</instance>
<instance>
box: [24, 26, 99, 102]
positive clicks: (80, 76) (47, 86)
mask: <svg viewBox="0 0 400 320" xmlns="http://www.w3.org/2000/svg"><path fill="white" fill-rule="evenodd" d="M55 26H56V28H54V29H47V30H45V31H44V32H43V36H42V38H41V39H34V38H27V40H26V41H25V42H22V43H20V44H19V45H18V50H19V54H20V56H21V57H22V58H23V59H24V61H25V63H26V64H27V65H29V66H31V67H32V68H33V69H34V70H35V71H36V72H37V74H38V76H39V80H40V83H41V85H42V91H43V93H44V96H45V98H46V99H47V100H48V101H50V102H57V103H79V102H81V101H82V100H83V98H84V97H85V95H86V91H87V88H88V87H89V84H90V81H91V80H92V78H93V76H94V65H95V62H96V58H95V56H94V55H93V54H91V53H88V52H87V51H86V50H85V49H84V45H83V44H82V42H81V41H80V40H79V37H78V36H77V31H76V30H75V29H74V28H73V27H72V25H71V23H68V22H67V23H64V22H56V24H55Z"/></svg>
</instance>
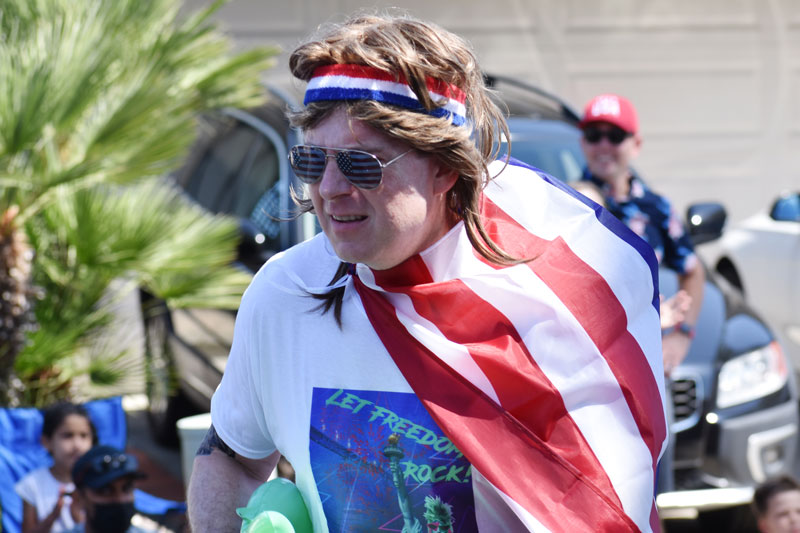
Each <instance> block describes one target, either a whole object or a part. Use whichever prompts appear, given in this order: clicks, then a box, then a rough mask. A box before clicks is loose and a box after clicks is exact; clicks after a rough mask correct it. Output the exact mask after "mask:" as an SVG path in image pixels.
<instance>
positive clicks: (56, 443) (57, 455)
mask: <svg viewBox="0 0 800 533" xmlns="http://www.w3.org/2000/svg"><path fill="white" fill-rule="evenodd" d="M42 444H43V445H44V447H45V448H46V449H47V451H48V452H50V455H52V456H53V461H54V462H55V464H56V465H58V466H60V467H62V468H65V469H71V468H72V466H73V465H74V464H75V461H77V460H78V458H79V457H80V456H81V455H83V454H84V453H86V452H88V451H89V448H91V447H92V428H91V426H89V421H88V420H87V419H86V418H85V417H83V416H81V415H68V416H67V417H66V418H65V419H64V421H63V422H62V423H61V425H60V426H58V428H57V429H56V430H55V431H54V432H53V435H52V437H50V438H47V437H44V436H43V437H42Z"/></svg>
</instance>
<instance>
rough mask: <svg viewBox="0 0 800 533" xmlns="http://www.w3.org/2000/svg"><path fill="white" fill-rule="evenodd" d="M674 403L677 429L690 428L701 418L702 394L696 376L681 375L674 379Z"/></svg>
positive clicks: (673, 383) (672, 402)
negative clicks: (695, 378)
mask: <svg viewBox="0 0 800 533" xmlns="http://www.w3.org/2000/svg"><path fill="white" fill-rule="evenodd" d="M672 404H673V406H674V408H675V425H676V426H677V427H676V428H674V429H675V430H677V431H680V430H683V429H688V428H690V427H691V426H693V425H695V424H696V423H697V422H698V420H699V419H700V406H701V404H702V394H701V392H700V387H699V386H698V382H697V380H696V379H694V378H690V377H681V378H677V379H673V380H672Z"/></svg>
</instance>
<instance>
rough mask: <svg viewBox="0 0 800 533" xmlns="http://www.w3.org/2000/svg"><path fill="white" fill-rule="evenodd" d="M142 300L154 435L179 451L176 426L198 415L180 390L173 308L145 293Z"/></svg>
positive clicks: (177, 430)
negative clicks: (177, 374)
mask: <svg viewBox="0 0 800 533" xmlns="http://www.w3.org/2000/svg"><path fill="white" fill-rule="evenodd" d="M141 298H142V319H143V322H144V357H145V376H146V380H145V392H146V394H147V402H148V408H147V419H148V422H149V424H150V432H151V433H152V435H153V438H154V439H155V441H156V442H158V443H159V444H161V445H163V446H167V447H170V448H177V447H178V445H179V444H180V442H179V438H178V429H177V427H176V423H177V421H178V420H180V419H181V418H183V417H184V416H189V415H191V414H194V412H193V409H192V406H191V403H190V402H189V401H188V400H187V399H186V397H185V396H184V395H183V393H182V392H181V390H180V387H179V381H178V375H177V372H176V370H175V359H174V356H173V353H172V349H171V347H170V334H171V332H172V322H171V320H170V315H169V309H168V308H167V306H166V304H165V303H164V302H162V301H161V300H158V299H156V298H154V297H152V296H149V295H146V294H142V297H141Z"/></svg>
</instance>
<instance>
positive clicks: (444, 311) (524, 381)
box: [374, 256, 622, 507]
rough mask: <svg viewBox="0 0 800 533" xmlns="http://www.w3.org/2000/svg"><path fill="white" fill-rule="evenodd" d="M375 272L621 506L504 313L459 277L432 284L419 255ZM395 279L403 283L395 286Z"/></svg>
mask: <svg viewBox="0 0 800 533" xmlns="http://www.w3.org/2000/svg"><path fill="white" fill-rule="evenodd" d="M387 272H389V273H391V274H390V276H391V277H390V276H387V275H386V273H387ZM374 275H375V279H376V282H377V283H378V285H380V286H381V287H382V288H384V289H385V290H387V291H389V292H396V293H397V292H399V293H403V294H406V295H407V296H408V297H409V298H410V299H411V301H412V303H413V305H414V309H415V310H416V311H417V313H418V314H419V315H420V316H422V317H424V318H426V319H427V320H429V321H431V322H432V323H434V324H435V325H436V327H437V328H438V329H439V331H441V332H442V334H443V335H444V336H445V337H446V338H447V339H449V340H451V341H453V342H455V343H458V344H461V345H463V346H464V347H465V348H467V349H468V351H469V353H470V356H471V357H472V359H473V360H474V361H475V362H476V363H477V364H478V366H479V367H480V368H481V370H482V371H483V373H484V374H485V375H486V377H487V378H488V379H489V381H490V382H491V384H492V386H493V387H494V390H495V392H496V394H497V397H498V399H499V401H500V405H501V406H503V408H505V409H506V410H507V411H508V412H509V414H511V415H512V416H513V417H515V418H516V419H517V420H518V421H519V422H520V423H522V425H524V426H525V427H526V428H527V429H528V430H530V431H533V432H534V433H535V434H536V436H537V437H538V438H539V439H541V440H542V441H543V442H545V443H546V445H547V446H549V447H550V448H551V449H552V450H553V452H554V453H556V454H558V455H560V456H561V457H563V458H564V459H565V460H566V461H568V462H569V463H570V464H572V465H573V466H575V467H576V468H577V469H578V470H580V471H581V472H582V473H583V474H584V475H585V476H586V477H587V478H588V479H589V480H590V481H591V482H592V483H594V484H595V485H596V486H597V488H598V489H599V490H600V491H602V492H603V493H604V494H606V495H607V496H608V497H609V498H610V499H612V500H613V501H614V503H615V504H617V505H619V506H620V507H622V502H621V501H620V500H619V498H618V496H617V494H616V491H615V489H614V486H613V485H612V483H611V480H610V479H609V477H608V475H607V474H606V472H605V470H604V469H603V467H602V465H601V464H600V462H599V461H598V460H597V457H596V456H595V454H594V452H593V450H592V448H591V446H589V443H588V442H586V439H585V438H584V437H583V434H582V433H581V431H580V429H579V428H578V426H577V424H576V423H575V421H574V420H573V419H572V417H571V416H570V414H569V412H568V411H567V408H566V406H565V405H564V401H563V399H562V397H561V394H560V393H559V391H558V389H557V388H556V387H555V386H554V385H553V384H552V382H551V381H550V380H549V379H548V378H547V376H546V375H545V374H544V372H542V370H541V368H540V367H539V365H538V364H537V363H536V361H534V359H533V358H532V357H531V354H530V353H529V351H528V348H527V347H526V345H525V343H524V342H523V340H522V338H521V337H520V335H519V332H517V330H516V329H515V327H514V325H513V324H512V323H511V322H510V321H509V320H508V318H507V317H506V316H505V315H503V314H502V313H501V312H500V311H498V310H497V309H496V308H495V307H493V306H492V305H491V304H489V303H488V302H487V301H486V300H484V299H482V298H481V297H479V296H478V295H476V294H475V293H474V292H473V291H472V290H471V289H470V288H469V287H467V286H466V285H465V284H464V283H463V282H462V281H460V280H457V279H456V280H451V281H447V282H439V283H437V284H436V285H435V286H434V285H431V284H430V283H429V282H430V281H431V277H430V274H429V273H428V271H427V267H426V266H425V264H424V262H423V261H422V259H421V258H420V257H419V256H415V257H414V258H413V259H411V260H409V261H406V262H405V263H403V264H401V265H399V266H398V267H395V268H393V269H390V270H389V271H375V272H374ZM393 281H396V282H400V283H403V285H401V286H396V285H393V284H392V282H393Z"/></svg>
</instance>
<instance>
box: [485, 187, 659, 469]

• _Action item_:
Please tally the lines in the entries above that contain the string "rough" and reply with the count alone.

• _Reply to the exercise_:
4